[DATA FOR THIS EXERCISE start]

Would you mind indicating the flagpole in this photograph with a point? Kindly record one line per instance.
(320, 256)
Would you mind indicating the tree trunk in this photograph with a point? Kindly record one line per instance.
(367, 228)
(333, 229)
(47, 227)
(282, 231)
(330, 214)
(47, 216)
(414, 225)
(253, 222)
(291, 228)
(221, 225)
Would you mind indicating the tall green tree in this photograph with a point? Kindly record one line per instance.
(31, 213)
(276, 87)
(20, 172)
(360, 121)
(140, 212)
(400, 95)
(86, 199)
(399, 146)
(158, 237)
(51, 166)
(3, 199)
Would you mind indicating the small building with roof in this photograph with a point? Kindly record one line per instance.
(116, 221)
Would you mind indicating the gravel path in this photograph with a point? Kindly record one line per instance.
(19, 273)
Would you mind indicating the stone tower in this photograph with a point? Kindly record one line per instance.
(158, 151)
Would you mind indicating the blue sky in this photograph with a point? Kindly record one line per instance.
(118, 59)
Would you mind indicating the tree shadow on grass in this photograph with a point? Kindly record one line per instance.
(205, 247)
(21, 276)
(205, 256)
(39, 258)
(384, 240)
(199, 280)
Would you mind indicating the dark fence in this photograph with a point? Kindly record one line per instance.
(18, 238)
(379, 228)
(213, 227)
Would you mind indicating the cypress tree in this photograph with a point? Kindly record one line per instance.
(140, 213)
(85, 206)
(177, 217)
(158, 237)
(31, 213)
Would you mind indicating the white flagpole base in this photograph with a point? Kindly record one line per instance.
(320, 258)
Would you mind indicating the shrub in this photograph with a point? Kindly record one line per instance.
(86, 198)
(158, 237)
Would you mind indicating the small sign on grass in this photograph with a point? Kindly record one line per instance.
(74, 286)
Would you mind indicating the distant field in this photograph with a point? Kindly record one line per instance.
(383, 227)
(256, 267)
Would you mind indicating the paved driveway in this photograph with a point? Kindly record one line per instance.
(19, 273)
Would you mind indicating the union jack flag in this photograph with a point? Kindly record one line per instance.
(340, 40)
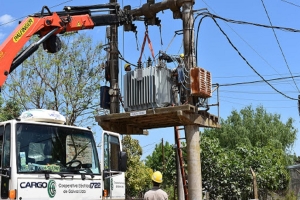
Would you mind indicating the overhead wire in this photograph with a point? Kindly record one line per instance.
(26, 15)
(290, 3)
(212, 16)
(242, 39)
(285, 60)
(257, 81)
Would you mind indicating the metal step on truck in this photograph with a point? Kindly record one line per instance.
(41, 158)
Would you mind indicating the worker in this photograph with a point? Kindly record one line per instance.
(182, 56)
(127, 67)
(156, 193)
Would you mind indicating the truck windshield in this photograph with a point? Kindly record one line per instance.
(55, 149)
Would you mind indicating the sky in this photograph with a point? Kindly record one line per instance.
(268, 53)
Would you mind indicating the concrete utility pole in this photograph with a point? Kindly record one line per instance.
(114, 67)
(191, 131)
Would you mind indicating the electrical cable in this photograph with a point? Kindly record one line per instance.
(279, 44)
(258, 81)
(244, 41)
(26, 16)
(290, 3)
(240, 54)
(212, 16)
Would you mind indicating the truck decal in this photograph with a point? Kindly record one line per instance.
(23, 29)
(51, 188)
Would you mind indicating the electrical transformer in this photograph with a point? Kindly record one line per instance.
(146, 88)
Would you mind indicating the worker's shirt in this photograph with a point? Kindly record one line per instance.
(156, 194)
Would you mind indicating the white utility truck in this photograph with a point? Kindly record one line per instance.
(41, 158)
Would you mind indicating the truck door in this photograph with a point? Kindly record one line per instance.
(113, 166)
(5, 158)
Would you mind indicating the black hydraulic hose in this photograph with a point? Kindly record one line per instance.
(29, 51)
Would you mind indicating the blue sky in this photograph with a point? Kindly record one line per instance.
(258, 46)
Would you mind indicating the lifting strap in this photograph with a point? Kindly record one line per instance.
(143, 46)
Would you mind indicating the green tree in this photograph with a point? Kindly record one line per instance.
(254, 127)
(164, 163)
(67, 81)
(137, 176)
(251, 138)
(9, 110)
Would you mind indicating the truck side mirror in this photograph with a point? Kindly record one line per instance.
(122, 161)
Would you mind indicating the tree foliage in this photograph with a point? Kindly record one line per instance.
(254, 128)
(67, 81)
(137, 176)
(9, 110)
(163, 159)
(226, 173)
(248, 139)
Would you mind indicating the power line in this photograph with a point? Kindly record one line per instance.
(26, 15)
(241, 39)
(279, 45)
(290, 3)
(240, 54)
(207, 14)
(258, 81)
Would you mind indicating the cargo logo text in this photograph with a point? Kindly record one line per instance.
(23, 30)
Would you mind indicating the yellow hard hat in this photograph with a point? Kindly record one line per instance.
(157, 177)
(126, 65)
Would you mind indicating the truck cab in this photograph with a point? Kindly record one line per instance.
(42, 158)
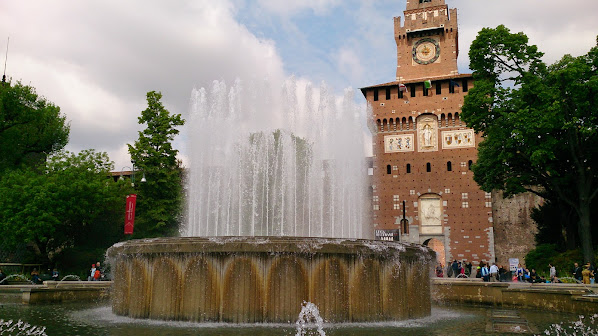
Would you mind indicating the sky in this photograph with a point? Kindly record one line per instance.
(98, 59)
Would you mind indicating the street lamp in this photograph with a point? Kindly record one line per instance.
(143, 180)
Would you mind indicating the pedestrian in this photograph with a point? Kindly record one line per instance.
(519, 272)
(468, 267)
(552, 272)
(586, 273)
(35, 277)
(455, 268)
(439, 271)
(494, 273)
(485, 272)
(92, 272)
(100, 272)
(577, 272)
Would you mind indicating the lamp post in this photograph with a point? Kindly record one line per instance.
(143, 180)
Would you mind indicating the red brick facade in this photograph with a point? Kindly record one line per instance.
(422, 150)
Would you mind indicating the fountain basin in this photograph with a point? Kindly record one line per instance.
(266, 279)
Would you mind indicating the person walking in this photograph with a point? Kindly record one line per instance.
(586, 273)
(485, 273)
(552, 272)
(519, 272)
(92, 272)
(494, 273)
(577, 272)
(455, 267)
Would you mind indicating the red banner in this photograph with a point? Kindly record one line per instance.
(130, 214)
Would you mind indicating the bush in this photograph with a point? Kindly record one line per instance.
(545, 254)
(77, 261)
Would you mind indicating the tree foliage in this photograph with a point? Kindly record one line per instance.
(539, 122)
(31, 128)
(159, 200)
(71, 202)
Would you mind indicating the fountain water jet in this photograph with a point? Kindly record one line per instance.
(267, 171)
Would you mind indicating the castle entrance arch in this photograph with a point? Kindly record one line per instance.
(438, 247)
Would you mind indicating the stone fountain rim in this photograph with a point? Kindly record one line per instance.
(258, 244)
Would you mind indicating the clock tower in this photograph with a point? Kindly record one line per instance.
(422, 184)
(427, 42)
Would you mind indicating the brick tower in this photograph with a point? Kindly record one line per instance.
(423, 189)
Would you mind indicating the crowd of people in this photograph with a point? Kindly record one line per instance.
(498, 273)
(96, 273)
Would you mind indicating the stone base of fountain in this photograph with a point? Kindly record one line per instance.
(267, 279)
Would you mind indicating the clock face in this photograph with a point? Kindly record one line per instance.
(426, 51)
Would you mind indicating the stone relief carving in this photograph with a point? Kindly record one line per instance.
(458, 139)
(427, 133)
(430, 215)
(398, 143)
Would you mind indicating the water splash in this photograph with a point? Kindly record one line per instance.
(71, 277)
(267, 162)
(585, 326)
(20, 328)
(20, 277)
(309, 319)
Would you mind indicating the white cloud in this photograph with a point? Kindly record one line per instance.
(555, 28)
(350, 64)
(98, 60)
(292, 7)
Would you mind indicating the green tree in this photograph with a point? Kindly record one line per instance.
(31, 128)
(71, 202)
(539, 123)
(159, 202)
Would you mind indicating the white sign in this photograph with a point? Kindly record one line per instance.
(513, 263)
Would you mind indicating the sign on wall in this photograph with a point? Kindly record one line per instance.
(398, 143)
(458, 139)
(513, 263)
(388, 235)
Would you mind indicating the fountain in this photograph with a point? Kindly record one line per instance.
(277, 216)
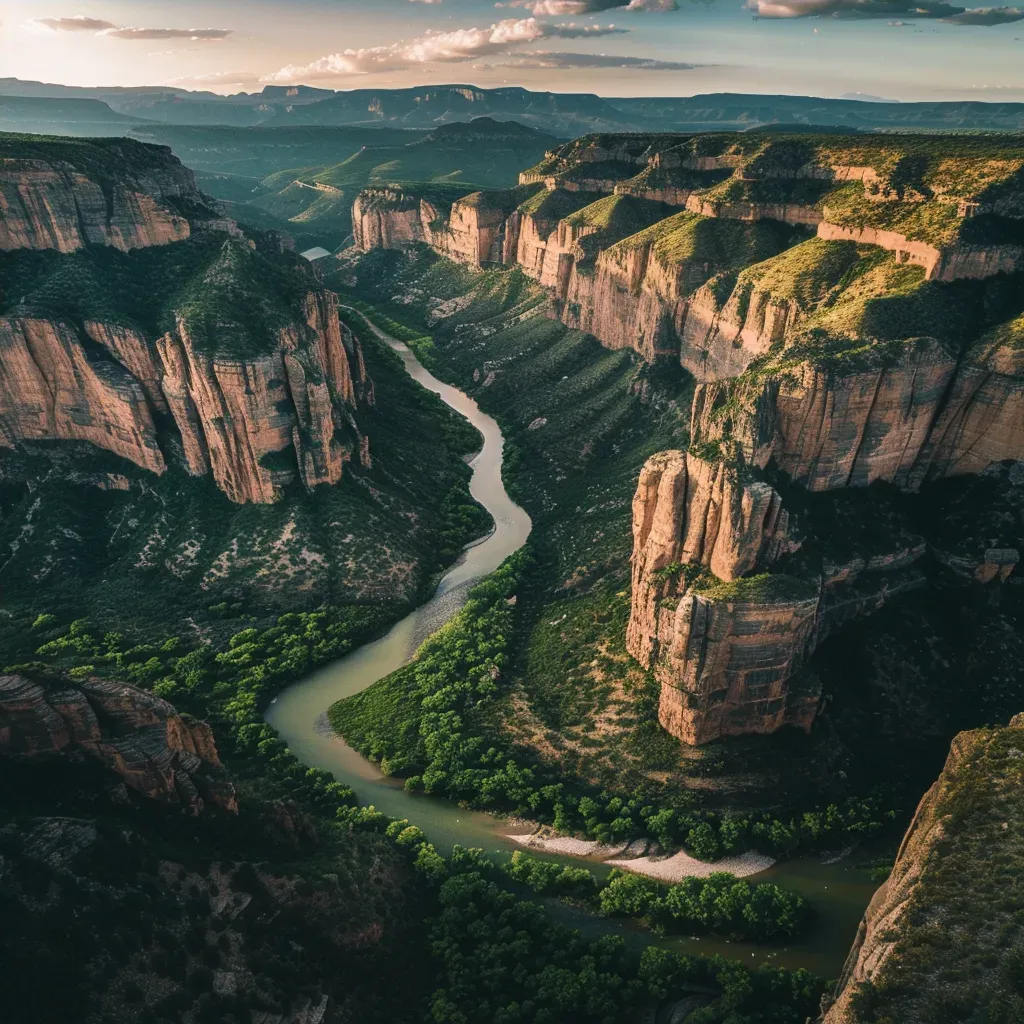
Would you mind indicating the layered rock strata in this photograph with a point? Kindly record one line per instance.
(947, 906)
(155, 751)
(102, 193)
(255, 423)
(925, 414)
(259, 378)
(804, 282)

[DATA FOR THIS EXERCISE end]

### REQUEST
Leave the pictures out, and please copy only the lines from the one with "Would you mind indicating the water" through the end of the listing.

### COMPLETE OUTPUT
Would you mind indicating the water splash in this photograph with a point? Kindly record one line per instance.
(71, 277)
(267, 162)
(585, 326)
(20, 328)
(20, 277)
(309, 319)
Would you mind indicating the white cloud in this photograph with a point? Kindly record one line per instance.
(555, 28)
(350, 64)
(98, 60)
(292, 7)
Would you mind indicating the green tree in this photograph with a point? Kindly record one line per instance.
(31, 128)
(71, 202)
(539, 123)
(159, 202)
Would you mind indicating the white sign in this photograph with a point? Kindly record one line per instance.
(513, 263)
Would you mind indicating the sign on wall in this photograph with a point? Kindly record one line per instance.
(398, 143)
(458, 139)
(513, 263)
(388, 235)
Would you mind indicating the fountain in this photograph with a point? Kindly record one line per instance.
(277, 216)
Would you mind indicating the layered rock strata in this photograph with a point? Kindly record one line per instance.
(947, 906)
(155, 751)
(102, 193)
(255, 423)
(925, 414)
(259, 378)
(804, 282)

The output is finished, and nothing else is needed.